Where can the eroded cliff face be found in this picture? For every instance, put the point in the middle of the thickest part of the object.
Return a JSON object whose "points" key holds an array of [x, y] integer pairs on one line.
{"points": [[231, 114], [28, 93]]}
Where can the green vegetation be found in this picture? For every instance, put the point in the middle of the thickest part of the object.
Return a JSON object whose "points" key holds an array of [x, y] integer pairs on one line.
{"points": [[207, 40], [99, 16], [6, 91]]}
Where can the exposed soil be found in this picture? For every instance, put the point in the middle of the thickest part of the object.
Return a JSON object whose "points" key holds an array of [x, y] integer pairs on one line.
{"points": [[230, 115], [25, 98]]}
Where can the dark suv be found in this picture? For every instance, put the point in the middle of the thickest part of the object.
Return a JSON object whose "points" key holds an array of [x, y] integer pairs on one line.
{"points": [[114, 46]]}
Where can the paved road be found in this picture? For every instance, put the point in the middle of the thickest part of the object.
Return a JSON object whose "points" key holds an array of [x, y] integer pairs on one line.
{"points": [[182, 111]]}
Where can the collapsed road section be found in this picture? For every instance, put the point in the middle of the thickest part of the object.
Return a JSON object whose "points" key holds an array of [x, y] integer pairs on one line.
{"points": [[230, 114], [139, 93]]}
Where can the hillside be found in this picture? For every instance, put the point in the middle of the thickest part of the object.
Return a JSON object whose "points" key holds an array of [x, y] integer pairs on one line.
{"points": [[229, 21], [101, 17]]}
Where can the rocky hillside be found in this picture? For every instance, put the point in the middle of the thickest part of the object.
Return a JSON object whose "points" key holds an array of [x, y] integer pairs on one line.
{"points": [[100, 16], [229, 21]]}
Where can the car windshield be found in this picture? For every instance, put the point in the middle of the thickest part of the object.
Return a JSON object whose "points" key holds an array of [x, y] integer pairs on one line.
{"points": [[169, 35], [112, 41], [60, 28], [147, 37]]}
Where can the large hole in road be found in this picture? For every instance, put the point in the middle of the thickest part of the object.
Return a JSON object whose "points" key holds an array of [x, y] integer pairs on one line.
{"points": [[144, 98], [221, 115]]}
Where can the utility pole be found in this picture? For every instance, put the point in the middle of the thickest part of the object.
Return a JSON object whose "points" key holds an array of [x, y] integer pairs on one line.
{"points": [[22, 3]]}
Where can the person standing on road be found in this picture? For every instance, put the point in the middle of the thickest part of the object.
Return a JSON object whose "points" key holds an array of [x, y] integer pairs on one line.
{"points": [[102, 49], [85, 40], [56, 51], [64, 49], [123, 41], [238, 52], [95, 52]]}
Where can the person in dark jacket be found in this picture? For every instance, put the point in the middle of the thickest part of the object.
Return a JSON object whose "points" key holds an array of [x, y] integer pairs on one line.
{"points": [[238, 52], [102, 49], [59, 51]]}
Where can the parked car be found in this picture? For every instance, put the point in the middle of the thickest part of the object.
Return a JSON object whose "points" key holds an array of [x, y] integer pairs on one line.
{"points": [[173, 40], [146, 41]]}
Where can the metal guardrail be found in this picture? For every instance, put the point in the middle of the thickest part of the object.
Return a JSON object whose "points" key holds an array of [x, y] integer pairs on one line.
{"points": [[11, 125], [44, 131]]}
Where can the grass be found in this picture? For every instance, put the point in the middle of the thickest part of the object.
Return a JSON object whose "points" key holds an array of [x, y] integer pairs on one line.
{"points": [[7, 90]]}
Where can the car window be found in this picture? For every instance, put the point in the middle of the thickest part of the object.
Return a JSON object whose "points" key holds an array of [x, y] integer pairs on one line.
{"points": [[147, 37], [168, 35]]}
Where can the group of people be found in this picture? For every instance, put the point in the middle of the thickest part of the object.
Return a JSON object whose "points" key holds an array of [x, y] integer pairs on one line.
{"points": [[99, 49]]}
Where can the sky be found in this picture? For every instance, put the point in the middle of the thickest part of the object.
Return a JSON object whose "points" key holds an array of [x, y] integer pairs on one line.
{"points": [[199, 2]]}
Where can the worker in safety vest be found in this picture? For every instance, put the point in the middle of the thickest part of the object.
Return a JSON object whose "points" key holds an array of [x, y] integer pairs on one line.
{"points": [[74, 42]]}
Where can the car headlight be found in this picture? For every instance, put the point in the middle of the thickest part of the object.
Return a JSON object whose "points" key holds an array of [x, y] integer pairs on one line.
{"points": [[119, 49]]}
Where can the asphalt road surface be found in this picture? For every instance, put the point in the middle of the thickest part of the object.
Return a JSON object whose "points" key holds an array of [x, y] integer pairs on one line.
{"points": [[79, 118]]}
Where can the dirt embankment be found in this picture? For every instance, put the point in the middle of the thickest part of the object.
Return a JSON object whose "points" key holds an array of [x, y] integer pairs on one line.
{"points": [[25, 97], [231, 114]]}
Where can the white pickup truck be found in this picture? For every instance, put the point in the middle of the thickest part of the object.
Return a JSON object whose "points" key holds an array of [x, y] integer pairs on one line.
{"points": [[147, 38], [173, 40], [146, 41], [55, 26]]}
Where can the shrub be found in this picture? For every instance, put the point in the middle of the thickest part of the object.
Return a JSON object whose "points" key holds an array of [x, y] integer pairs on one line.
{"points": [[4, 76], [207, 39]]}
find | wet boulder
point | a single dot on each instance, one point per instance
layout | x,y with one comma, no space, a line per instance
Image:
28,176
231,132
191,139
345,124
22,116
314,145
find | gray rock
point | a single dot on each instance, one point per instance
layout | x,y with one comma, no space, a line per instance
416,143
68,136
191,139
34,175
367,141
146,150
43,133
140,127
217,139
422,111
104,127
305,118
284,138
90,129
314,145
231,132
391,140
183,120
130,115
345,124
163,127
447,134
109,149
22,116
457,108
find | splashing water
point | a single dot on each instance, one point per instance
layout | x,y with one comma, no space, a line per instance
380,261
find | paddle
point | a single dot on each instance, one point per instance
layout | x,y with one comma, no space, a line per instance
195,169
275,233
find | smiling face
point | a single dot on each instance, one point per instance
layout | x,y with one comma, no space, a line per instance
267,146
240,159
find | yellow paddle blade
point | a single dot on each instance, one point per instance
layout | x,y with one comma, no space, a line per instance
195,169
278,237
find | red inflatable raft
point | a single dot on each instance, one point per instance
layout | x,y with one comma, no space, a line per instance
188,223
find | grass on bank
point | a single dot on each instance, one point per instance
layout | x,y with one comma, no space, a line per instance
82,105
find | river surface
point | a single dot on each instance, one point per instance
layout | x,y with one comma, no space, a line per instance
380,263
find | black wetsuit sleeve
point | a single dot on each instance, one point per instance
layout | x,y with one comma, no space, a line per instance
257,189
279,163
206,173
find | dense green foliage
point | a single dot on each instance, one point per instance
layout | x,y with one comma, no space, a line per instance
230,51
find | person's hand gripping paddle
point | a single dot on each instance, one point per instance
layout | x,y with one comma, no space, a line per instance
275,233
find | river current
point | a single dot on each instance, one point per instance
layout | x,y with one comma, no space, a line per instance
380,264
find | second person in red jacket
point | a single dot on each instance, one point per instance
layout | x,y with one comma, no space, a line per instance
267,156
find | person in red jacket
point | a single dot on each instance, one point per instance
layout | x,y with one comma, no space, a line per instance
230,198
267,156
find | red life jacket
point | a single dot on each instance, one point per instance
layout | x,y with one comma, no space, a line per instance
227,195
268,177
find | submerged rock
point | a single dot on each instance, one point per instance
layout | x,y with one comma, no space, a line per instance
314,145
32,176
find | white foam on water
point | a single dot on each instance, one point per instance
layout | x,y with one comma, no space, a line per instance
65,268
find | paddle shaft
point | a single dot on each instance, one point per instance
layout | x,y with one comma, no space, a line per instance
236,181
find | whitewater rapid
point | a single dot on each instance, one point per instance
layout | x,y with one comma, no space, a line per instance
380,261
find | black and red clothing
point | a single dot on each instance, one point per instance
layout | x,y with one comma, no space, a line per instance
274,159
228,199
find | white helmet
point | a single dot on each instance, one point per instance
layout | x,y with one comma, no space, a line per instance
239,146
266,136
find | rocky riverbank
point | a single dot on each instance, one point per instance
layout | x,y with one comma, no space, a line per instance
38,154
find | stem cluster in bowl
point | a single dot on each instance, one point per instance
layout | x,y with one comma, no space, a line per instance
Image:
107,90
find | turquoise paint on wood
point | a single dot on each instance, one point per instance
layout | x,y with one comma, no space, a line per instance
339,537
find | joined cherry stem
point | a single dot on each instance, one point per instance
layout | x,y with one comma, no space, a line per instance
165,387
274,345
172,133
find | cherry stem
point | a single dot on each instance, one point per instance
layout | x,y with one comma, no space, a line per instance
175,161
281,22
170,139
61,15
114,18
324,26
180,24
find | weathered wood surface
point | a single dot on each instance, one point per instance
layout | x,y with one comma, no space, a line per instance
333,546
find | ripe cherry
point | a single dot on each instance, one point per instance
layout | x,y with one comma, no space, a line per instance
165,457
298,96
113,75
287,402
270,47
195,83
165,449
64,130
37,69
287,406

+ + + + +

**INSTRUCTIONS FOR THE TASK**
Copy the records word for word, starting at the line that contains "find | paddle shaft" and stopping after the final line of the records.

**FINISHED EXERCISE**
find | paddle shaft
point | a single dot on each instance, one point per instance
layout | x,y with one comma, no space, a line per instance
236,181
find | whitewater rapid
point | a single dot on each instance, one point per instance
layout | x,y with one comma, no space, a line per instance
380,261
find | black and red clothing
point | a single dot on each instance, one point per instance
layout | x,y with one comma, no space, a line per instance
274,159
228,199
find | white helmet
point | a single dot on each instance, one point per instance
layout | x,y with one comma, no space, a line per instance
239,146
266,136
find | rocky riverbank
point | a single dot on each instance, one point per instance
layout | x,y with one comma, no space, a line per instance
38,154
find | stem cluster in bowl
point | a single dot on each instance, one point per instance
layout | x,y with one comma, no space, a line per instance
Image:
107,90
find | turquoise paint on wood
point | a single dot on each instance, one point per instance
layout | x,y with one comma, no space, a line per instance
339,537
find | joined cherry stem
point | a single dot on each instance, one point per instance
layout | x,y with one comma, no space, a line per instance
165,387
274,345
172,133
find | cherry stem
point | a single dot on each instance, one point per instance
layout | x,y with one comma, no space, a line per instance
175,161
281,22
170,139
61,15
114,18
324,26
180,24
find | weathered wood surface
point | a single dot on each instance, one point per instance
layout | x,y with one comma, no space, a line per instance
333,546
find | ripe cherry
point | a single dot on each instance, one point per instance
layout | x,y with one comma, no space, a line per instance
165,457
298,96
113,75
287,402
270,47
195,83
165,449
64,130
37,69
287,406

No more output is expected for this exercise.